> _The problem_
Resume the methods text on modeling suitable habitat for L. delicata, continuing it from its final sentence.

> _Given text_
+-------+

Collecting occurrence records

We obtained occurrence records of L. delicata (De Vis 1888) by downloading data through the Global Biodiversity Information Facility on January 16, 2023 (GBIF.org, 2023). The download settings were set to Australia only, with a coordinate uncertainty no >5 km and with no geospatial issues. To minimize spatial autocorrelation for our habitat suitability modeling, we spatially thinned the L. delicata occurrence records to 1 km using the “thin” function in the R package spThin (Aiello-Lammens et al. 2015), resulting in 424 occurrence points used for modeling.

Species distribution modeling

We predicted the distribution of suitable L. delicata habitat using the Maximum Entropy species distribution modeling algorithm (i.e., MaxEnt; Phillips et al. 2006). Species distribution modeling explores the contrast between the environmental conditions of occupied sites (i.e., presence locations) and potentially unoccupied sites (i.e., locations of the environmental background) to estimate habitat suitability for a species across a landscape.

Defining the modeling domain

How the modeling domain is defined has considerable influence on model predictions (Elith et al. 2011; Merow et al. 2013). Our primary aim was to model the climatic constraints on the species’ distribution in the Upper Hunter Valley region and its immediate surrounds. We therefore set the modeling background as the extent of all biogeographic regions (Interim Biogeographic Regionalization for Australia (IBRA) v7.0) in this broad region (Supplementary Fig. S2).

Environmental variables

We pre-selected a set of 27 candidate predictor variables likely affecting the species’ distribution. These variables relate to climate, topography, hydrology, soil moisture, vegetation, and human influence (see Supplementary Table S1 for the full set of variables). We primarily included bioclimatic variables because, as an ectotherm, the distribution of L. delicata is likely influenced by temperature and precipitation regimes, as is the case for many ectothermic species (Araujo and Guisan 2006; Powney et al. 2010; Dervo et al. 2016). All environmental layers were downloaded at, or resampled to, a spatial resolution of ∼1 km2. All variables were resampled to fit the study background region using the “mask” function of the raster package (Hijmans et al. 2013). We then extracted environmental data from the locations of the thinned L. delicata occurrence points.

To reduce multicollinearity between variables, we first visually inspected the relationship of all predictor variables in the principle component (PC) environmental space (Supplementary Fig. S3). We then calculated the variance inflation factor (VIF) using the “vifcor” function of the usdm package (Naimi et al. 2014), which removes one variable with higher VIF from each pair of highly correlated variables (r ≥ 0.7), retaining a final set of uncorrelated variables for model fitting: mean annual temperature (Bio1), mean diurnal range (Bio2), temperature seasonality (Bio4), precipitation of the driest month (Bio14), and precipitation seasonality (Bio15) (Supplementary Fig. S4). We used the “ecospat.mantel.correlogram” function in the ecospat package (Di Cola et al. 2017) to confirm that the spatial autocorrelation of occurrence records was not significantly different than 0 (Supplemntary Fig. S5).

+-------+

> _Listed records_
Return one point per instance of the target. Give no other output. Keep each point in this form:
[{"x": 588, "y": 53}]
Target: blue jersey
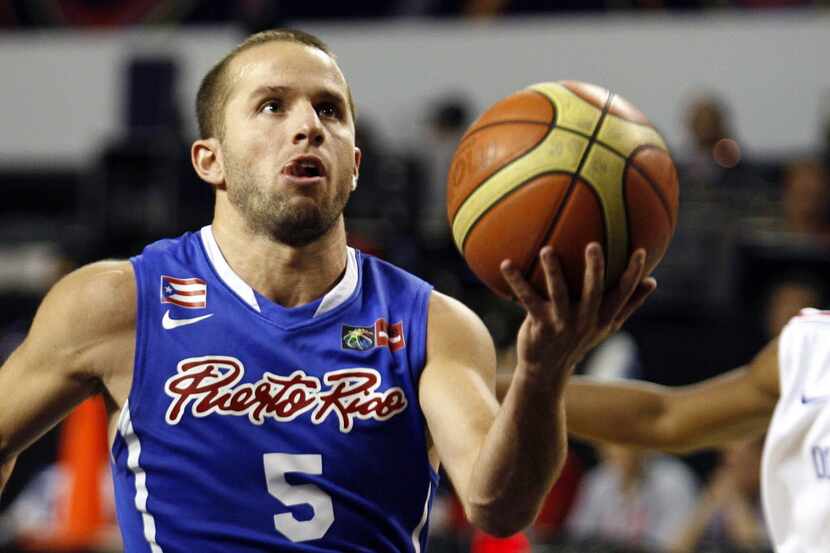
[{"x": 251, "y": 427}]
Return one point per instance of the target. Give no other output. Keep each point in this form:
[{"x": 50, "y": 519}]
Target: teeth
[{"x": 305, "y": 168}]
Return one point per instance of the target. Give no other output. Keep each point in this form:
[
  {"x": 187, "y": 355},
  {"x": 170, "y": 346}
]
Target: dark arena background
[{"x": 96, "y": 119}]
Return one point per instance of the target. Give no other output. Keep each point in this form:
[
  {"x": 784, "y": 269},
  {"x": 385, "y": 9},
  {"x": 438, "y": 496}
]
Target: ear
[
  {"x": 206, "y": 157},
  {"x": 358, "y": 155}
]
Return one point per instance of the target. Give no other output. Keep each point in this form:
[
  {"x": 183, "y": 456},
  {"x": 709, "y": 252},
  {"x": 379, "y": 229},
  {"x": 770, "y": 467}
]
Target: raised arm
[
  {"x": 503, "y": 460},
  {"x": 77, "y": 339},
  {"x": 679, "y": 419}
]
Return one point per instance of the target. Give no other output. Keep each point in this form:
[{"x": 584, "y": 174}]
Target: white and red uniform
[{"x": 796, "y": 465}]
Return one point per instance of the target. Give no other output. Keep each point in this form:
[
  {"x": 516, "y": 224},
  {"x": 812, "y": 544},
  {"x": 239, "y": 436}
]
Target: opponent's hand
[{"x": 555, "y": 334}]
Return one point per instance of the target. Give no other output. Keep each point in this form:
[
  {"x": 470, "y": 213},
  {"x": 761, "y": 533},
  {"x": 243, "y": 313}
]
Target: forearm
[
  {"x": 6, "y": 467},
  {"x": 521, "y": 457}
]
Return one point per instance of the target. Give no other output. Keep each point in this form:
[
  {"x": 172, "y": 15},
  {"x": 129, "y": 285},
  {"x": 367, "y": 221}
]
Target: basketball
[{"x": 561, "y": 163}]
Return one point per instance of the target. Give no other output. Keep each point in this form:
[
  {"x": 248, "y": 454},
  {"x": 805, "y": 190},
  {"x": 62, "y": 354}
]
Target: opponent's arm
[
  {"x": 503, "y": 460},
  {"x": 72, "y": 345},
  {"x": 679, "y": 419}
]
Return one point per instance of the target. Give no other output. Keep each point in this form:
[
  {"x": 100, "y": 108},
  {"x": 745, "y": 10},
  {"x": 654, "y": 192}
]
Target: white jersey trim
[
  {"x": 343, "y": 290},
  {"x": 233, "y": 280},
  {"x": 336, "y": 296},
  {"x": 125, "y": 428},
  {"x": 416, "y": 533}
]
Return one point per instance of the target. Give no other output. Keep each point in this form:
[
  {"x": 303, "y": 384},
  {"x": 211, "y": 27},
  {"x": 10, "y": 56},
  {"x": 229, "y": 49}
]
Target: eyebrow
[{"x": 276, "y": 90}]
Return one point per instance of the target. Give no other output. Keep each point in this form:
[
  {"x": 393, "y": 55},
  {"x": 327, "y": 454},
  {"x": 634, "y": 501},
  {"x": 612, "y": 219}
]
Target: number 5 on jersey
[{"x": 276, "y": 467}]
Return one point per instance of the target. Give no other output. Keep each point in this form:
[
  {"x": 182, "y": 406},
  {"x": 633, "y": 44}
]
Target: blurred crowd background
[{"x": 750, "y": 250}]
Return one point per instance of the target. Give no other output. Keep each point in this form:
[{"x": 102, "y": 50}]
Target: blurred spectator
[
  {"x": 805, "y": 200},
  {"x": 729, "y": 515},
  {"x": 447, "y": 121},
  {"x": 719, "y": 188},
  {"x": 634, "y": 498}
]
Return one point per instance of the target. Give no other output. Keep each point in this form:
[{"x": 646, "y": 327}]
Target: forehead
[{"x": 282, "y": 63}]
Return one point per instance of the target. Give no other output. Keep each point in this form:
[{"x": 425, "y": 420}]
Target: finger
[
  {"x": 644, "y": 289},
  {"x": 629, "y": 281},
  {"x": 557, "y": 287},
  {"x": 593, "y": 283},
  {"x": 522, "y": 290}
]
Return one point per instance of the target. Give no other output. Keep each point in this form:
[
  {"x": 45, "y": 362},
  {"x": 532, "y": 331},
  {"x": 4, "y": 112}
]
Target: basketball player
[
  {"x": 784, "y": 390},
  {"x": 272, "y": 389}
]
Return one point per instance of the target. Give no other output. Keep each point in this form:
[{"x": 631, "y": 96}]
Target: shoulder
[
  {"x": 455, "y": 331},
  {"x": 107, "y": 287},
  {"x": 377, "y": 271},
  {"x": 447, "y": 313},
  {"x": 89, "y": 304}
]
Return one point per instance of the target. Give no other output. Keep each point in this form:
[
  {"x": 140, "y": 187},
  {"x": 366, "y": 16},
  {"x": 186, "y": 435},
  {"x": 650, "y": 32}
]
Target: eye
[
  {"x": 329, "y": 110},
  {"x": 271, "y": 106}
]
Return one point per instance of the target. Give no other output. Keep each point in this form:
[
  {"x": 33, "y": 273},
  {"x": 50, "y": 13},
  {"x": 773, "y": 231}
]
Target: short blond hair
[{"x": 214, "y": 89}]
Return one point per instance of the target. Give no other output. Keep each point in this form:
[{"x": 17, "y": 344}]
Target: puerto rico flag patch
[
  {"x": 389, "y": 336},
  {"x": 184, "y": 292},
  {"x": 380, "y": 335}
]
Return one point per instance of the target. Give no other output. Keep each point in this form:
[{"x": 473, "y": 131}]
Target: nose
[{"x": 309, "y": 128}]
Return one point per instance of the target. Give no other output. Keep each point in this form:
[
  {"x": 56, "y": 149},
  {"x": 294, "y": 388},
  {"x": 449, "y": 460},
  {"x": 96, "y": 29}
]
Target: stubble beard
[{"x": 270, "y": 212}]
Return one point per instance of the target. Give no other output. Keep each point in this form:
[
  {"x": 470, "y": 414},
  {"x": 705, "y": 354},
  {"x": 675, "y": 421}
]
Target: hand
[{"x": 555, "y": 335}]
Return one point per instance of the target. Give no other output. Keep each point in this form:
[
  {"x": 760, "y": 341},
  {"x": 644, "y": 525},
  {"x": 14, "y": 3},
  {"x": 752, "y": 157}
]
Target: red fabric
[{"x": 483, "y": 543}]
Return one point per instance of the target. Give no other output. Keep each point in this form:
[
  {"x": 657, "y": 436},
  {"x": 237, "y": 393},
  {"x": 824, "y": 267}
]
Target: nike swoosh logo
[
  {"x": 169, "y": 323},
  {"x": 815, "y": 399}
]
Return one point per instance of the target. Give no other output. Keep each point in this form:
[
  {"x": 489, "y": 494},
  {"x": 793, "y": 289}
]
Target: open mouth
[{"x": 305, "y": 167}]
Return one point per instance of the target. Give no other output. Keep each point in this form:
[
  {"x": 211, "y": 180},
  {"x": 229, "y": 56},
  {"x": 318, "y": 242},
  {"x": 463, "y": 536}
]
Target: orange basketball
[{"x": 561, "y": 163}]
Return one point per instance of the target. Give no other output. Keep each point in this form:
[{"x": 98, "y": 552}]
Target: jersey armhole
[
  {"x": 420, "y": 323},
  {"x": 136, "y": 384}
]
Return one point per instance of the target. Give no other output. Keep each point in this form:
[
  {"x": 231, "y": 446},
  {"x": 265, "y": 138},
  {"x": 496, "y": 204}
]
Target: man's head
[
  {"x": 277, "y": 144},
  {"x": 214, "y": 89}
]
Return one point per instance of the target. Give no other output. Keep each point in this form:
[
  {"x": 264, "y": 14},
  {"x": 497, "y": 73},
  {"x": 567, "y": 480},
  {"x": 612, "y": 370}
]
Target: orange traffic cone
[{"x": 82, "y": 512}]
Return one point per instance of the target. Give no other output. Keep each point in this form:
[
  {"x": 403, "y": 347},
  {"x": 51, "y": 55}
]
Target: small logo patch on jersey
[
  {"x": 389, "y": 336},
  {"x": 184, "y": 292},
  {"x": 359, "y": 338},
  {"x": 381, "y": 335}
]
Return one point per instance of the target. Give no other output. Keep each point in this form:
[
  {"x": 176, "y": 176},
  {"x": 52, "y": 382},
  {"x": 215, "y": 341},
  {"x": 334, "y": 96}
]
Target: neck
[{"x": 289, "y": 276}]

+-------+

> _Final result_
Model fine-tuning and evaluation

MaxEnt model fine-tuning was achieved using the “ENMevaluate” function in the ENMeval package (v2.0.3; Muscarella et al. 2014; Kass et al. 2021), which runs MaxEnt across various combinations of feature classes and values of the regularization multiplier to enable comparisons of model performance. We then selected the MaxEnt settings that balanced model fit and predictive ability. First, we spatially partitioned the data using the checkerboard2 cross-validation method to reduce the degree of overfitting (Kass et al. 2021). Models were then built with regularization multiplier options set to 1, 2, and 3 and with two different feature class combinations (1. linear; 2. linear + quadratic); this resulted in six parameter combinations. We sampled 10,000 background points (Phillips and Dudík 2008) across the modeling background.

The overall predictive performance of models was evaluated using the area under the curve (AUC) of the receiver operating characteristic (ROC) plot, which is a threshold-independent metric that determines the model’s ability to distinguish species occurrence records from background points (Hanley and McNeil 1982; Lobo et al. 2008). AUC values range from 0.5 (equivalent to that due to chance) to 1.0 (perfect performance), where values >0.7 indicate adequate accuracy and values >0.9 indicate very high predictive accuracy (Swets 1988). We constructed response curves of predictor variables from the best-fitting model to investigate how environmental predictors affected the predicted probability of habitat suitability by changing the variable of interest while holding the other variables at their mean. To quantify overfitting, we calculated the difference between training AUC and testing AUC (AUCDIFF). Overfit models generally perform well on training data but poorly on testing data, resulting in larger differences (Warren and Seifert 2011). Additionally, we calculated the omission rate for the 10th percentile presence (OM10), a common threshold-dependent metric for evaluating overfitting, where omission rates >10% typically indicate model overfitting (Radosavljevic and Anderson 2014). The model with the combination of parameters resulting in the lowest Akaike Information Criterion (corrected for small sample sizes; AICc) was selected as the best model (Warren and Seifert 2011; Muscarella et al. 2014).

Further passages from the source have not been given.